▸ Stated problem
Convert each line of the records below into a Markdown table with two columns, Row and Line. Give each row a number and leave out blank lines.

═════ Data shown ═════

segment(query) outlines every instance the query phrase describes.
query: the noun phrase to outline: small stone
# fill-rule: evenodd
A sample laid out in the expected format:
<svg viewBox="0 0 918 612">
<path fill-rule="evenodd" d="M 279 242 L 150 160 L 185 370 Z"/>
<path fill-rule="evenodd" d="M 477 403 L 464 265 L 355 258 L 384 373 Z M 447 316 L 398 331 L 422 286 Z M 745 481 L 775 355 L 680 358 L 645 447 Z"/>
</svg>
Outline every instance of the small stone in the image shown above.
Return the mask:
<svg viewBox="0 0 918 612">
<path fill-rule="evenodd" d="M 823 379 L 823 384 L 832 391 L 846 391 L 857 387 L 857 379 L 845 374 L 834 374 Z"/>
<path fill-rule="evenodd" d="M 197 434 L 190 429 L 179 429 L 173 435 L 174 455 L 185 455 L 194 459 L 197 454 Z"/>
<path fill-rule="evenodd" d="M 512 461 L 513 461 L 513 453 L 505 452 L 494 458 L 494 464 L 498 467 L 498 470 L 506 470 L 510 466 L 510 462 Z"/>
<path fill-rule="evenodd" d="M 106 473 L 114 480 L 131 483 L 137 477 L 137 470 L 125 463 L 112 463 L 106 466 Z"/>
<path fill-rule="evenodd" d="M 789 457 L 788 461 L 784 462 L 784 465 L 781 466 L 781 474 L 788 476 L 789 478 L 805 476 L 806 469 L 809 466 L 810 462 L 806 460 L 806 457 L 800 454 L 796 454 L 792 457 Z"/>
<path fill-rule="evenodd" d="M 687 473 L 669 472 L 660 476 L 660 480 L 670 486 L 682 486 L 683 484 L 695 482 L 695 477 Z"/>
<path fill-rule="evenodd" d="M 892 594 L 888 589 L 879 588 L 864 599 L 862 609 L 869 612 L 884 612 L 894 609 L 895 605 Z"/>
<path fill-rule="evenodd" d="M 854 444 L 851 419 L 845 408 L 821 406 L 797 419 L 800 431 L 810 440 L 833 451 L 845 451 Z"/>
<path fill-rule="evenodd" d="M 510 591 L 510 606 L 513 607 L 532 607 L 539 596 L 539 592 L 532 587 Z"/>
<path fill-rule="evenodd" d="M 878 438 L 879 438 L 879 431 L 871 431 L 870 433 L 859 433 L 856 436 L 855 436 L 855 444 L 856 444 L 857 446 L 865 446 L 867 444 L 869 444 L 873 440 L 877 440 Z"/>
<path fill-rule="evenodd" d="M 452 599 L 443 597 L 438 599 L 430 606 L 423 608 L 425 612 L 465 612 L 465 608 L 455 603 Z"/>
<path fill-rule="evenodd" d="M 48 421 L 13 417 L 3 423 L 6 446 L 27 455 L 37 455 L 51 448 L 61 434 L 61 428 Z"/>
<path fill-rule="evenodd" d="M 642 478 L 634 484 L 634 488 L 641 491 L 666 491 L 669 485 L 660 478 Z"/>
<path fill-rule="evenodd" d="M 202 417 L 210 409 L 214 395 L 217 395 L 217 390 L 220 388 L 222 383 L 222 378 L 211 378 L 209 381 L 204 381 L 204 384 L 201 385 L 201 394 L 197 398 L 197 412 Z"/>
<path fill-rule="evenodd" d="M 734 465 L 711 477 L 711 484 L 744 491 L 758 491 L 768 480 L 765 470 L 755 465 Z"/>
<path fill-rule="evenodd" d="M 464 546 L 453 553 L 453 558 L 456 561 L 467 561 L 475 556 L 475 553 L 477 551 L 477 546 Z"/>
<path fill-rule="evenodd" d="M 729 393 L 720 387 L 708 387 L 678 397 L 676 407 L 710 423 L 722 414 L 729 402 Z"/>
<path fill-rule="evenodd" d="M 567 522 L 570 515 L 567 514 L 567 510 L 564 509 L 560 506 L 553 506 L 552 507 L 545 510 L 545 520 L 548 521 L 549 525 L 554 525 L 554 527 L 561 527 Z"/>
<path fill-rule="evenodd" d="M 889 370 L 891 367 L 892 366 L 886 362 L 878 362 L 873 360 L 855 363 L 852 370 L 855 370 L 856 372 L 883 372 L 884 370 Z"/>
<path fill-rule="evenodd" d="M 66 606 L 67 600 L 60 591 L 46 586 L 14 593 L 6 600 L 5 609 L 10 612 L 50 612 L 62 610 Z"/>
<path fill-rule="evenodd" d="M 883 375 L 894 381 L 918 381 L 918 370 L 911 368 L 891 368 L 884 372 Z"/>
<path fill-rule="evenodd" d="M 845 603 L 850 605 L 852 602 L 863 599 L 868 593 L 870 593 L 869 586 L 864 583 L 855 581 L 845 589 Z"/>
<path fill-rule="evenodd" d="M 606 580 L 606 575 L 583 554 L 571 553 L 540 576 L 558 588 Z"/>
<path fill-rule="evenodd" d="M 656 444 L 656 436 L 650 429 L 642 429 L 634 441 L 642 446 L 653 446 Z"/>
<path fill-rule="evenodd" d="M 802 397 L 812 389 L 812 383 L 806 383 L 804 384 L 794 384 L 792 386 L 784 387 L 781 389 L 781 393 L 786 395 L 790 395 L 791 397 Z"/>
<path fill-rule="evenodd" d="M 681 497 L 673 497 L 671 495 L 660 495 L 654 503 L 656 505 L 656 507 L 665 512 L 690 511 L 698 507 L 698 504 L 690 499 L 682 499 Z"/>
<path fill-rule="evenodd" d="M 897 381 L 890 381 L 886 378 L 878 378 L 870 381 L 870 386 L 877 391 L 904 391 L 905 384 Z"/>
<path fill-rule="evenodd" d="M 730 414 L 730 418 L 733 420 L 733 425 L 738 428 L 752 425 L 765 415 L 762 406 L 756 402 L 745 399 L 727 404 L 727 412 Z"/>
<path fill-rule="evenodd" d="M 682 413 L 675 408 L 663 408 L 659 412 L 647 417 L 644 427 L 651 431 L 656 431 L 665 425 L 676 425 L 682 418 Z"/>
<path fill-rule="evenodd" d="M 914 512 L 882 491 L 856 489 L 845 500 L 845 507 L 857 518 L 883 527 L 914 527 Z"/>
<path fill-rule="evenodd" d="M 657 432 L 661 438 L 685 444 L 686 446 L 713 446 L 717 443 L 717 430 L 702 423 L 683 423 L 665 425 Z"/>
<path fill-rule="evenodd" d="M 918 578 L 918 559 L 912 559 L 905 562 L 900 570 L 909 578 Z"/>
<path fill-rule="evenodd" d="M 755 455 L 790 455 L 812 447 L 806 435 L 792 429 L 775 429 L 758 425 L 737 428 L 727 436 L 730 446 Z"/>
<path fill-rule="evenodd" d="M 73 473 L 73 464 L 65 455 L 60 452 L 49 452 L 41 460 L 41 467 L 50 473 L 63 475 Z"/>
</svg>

═════

▸ Full solution
| Row | Line |
|---|---|
| 1 | segment(query) outlines every instance the query phrase describes. |
| 2 | query: the noun phrase to outline: small stone |
| 3 | # fill-rule: evenodd |
| 4 | A sample laid out in the expected format: |
| 5 | <svg viewBox="0 0 918 612"> |
| 6 | <path fill-rule="evenodd" d="M 279 242 L 150 160 L 185 370 Z"/> |
| 7 | <path fill-rule="evenodd" d="M 477 403 L 464 265 L 355 258 L 384 373 Z M 447 316 L 398 331 L 422 286 Z M 745 481 L 775 355 L 680 358 L 645 447 Z"/> |
| 8 | </svg> |
| 9 | Outline every instance of the small stone in the image shown above. |
| 10 | Return the mask: |
| 11 | <svg viewBox="0 0 918 612"> |
| 12 | <path fill-rule="evenodd" d="M 823 379 L 823 384 L 832 391 L 846 391 L 857 387 L 857 379 L 845 374 L 834 374 Z"/> |
| 13 | <path fill-rule="evenodd" d="M 197 434 L 190 429 L 179 429 L 173 435 L 174 455 L 185 455 L 194 459 L 197 454 Z"/> |
| 14 | <path fill-rule="evenodd" d="M 512 461 L 513 461 L 513 453 L 505 452 L 494 458 L 494 464 L 498 467 L 498 470 L 506 470 L 510 466 L 510 462 Z"/> |
| 15 | <path fill-rule="evenodd" d="M 106 473 L 114 480 L 131 483 L 137 477 L 137 470 L 125 463 L 112 463 L 106 466 Z"/> |
| 16 | <path fill-rule="evenodd" d="M 789 457 L 788 461 L 784 462 L 784 465 L 781 466 L 781 474 L 788 476 L 789 478 L 805 476 L 806 469 L 809 466 L 810 462 L 806 460 L 806 457 L 800 454 L 796 454 L 792 457 Z"/> |
| 17 | <path fill-rule="evenodd" d="M 687 473 L 669 472 L 660 476 L 660 480 L 670 486 L 682 486 L 683 484 L 695 482 L 695 477 Z"/> |
| 18 | <path fill-rule="evenodd" d="M 892 594 L 888 589 L 879 588 L 864 599 L 862 609 L 869 612 L 884 612 L 894 609 L 895 605 Z"/> |
| 19 | <path fill-rule="evenodd" d="M 854 444 L 851 419 L 845 408 L 821 406 L 797 419 L 800 431 L 810 440 L 833 451 L 845 451 Z"/> |
| 20 | <path fill-rule="evenodd" d="M 510 591 L 510 606 L 513 607 L 532 607 L 539 596 L 539 592 L 532 587 Z"/> |
| 21 | <path fill-rule="evenodd" d="M 878 438 L 879 438 L 879 431 L 871 431 L 870 433 L 859 433 L 856 436 L 855 436 L 855 444 L 856 444 L 857 446 L 865 446 L 867 444 L 869 444 L 873 440 L 877 440 Z"/> |
| 22 | <path fill-rule="evenodd" d="M 452 599 L 443 597 L 438 599 L 430 606 L 423 608 L 425 612 L 465 612 L 465 608 L 455 603 Z"/> |
| 23 | <path fill-rule="evenodd" d="M 48 421 L 13 417 L 3 423 L 6 446 L 27 455 L 37 455 L 51 448 L 61 434 L 61 428 Z"/> |
| 24 | <path fill-rule="evenodd" d="M 642 478 L 634 484 L 634 488 L 641 491 L 666 491 L 669 485 L 660 478 Z"/> |
| 25 | <path fill-rule="evenodd" d="M 202 417 L 210 409 L 214 395 L 217 395 L 217 390 L 220 388 L 222 383 L 222 378 L 211 378 L 209 381 L 204 381 L 204 384 L 201 385 L 201 394 L 197 398 L 197 412 Z"/> |
| 26 | <path fill-rule="evenodd" d="M 734 465 L 711 477 L 711 484 L 744 491 L 758 491 L 768 480 L 765 470 L 755 465 Z"/> |
| 27 | <path fill-rule="evenodd" d="M 464 546 L 453 553 L 453 558 L 456 561 L 467 561 L 475 556 L 475 553 L 477 551 L 477 546 Z"/> |
| 28 | <path fill-rule="evenodd" d="M 729 393 L 720 387 L 708 387 L 678 397 L 676 407 L 710 423 L 722 414 L 729 402 Z"/> |
| 29 | <path fill-rule="evenodd" d="M 567 522 L 570 515 L 567 514 L 567 510 L 564 509 L 560 506 L 553 506 L 552 507 L 545 510 L 545 520 L 548 521 L 549 525 L 554 525 L 554 527 L 561 527 Z"/> |
| 30 | <path fill-rule="evenodd" d="M 889 370 L 891 367 L 892 366 L 886 362 L 878 362 L 873 360 L 855 363 L 852 370 L 855 370 L 856 372 L 883 372 L 884 370 Z"/> |
| 31 | <path fill-rule="evenodd" d="M 66 606 L 67 600 L 60 591 L 46 586 L 14 593 L 6 600 L 5 609 L 10 612 L 50 612 L 62 610 Z"/> |
| 32 | <path fill-rule="evenodd" d="M 883 375 L 894 381 L 918 381 L 918 370 L 911 368 L 891 368 L 884 372 Z"/> |
| 33 | <path fill-rule="evenodd" d="M 845 603 L 850 605 L 852 602 L 863 599 L 868 593 L 870 593 L 869 586 L 864 583 L 855 581 L 845 589 Z"/> |
| 34 | <path fill-rule="evenodd" d="M 606 580 L 606 575 L 583 554 L 571 553 L 540 576 L 558 588 Z"/> |
| 35 | <path fill-rule="evenodd" d="M 656 444 L 656 436 L 650 429 L 642 429 L 634 441 L 642 446 L 653 446 Z"/> |
| 36 | <path fill-rule="evenodd" d="M 802 397 L 812 389 L 812 383 L 806 383 L 804 384 L 794 384 L 792 386 L 784 387 L 781 389 L 781 393 L 786 395 L 790 395 L 791 397 Z"/> |
| 37 | <path fill-rule="evenodd" d="M 681 497 L 673 497 L 671 495 L 660 495 L 654 503 L 656 505 L 656 507 L 665 512 L 690 511 L 698 507 L 698 504 L 690 499 L 682 499 Z"/> |
| 38 | <path fill-rule="evenodd" d="M 897 381 L 890 381 L 886 378 L 878 378 L 870 381 L 870 386 L 877 391 L 904 391 L 905 384 Z"/> |
| 39 | <path fill-rule="evenodd" d="M 730 414 L 730 418 L 733 420 L 733 425 L 738 428 L 752 425 L 765 415 L 762 406 L 756 402 L 745 399 L 727 404 L 727 412 Z"/> |
| 40 | <path fill-rule="evenodd" d="M 682 413 L 675 408 L 663 408 L 659 412 L 647 417 L 644 427 L 651 431 L 656 431 L 665 425 L 676 425 L 682 418 Z"/> |
| 41 | <path fill-rule="evenodd" d="M 914 512 L 882 491 L 856 489 L 845 500 L 845 507 L 857 518 L 883 527 L 914 527 Z"/> |
| 42 | <path fill-rule="evenodd" d="M 657 432 L 661 438 L 685 444 L 686 446 L 713 446 L 717 443 L 717 430 L 702 423 L 683 423 L 665 425 Z"/> |
| 43 | <path fill-rule="evenodd" d="M 918 578 L 918 559 L 912 559 L 905 562 L 900 570 L 909 578 Z"/> |
| 44 | <path fill-rule="evenodd" d="M 755 455 L 790 455 L 812 447 L 806 435 L 792 429 L 775 429 L 758 425 L 737 428 L 727 436 L 730 446 Z"/> |
| 45 | <path fill-rule="evenodd" d="M 73 473 L 73 464 L 65 455 L 60 452 L 49 452 L 41 460 L 41 467 L 50 473 L 63 475 Z"/> |
| 46 | </svg> |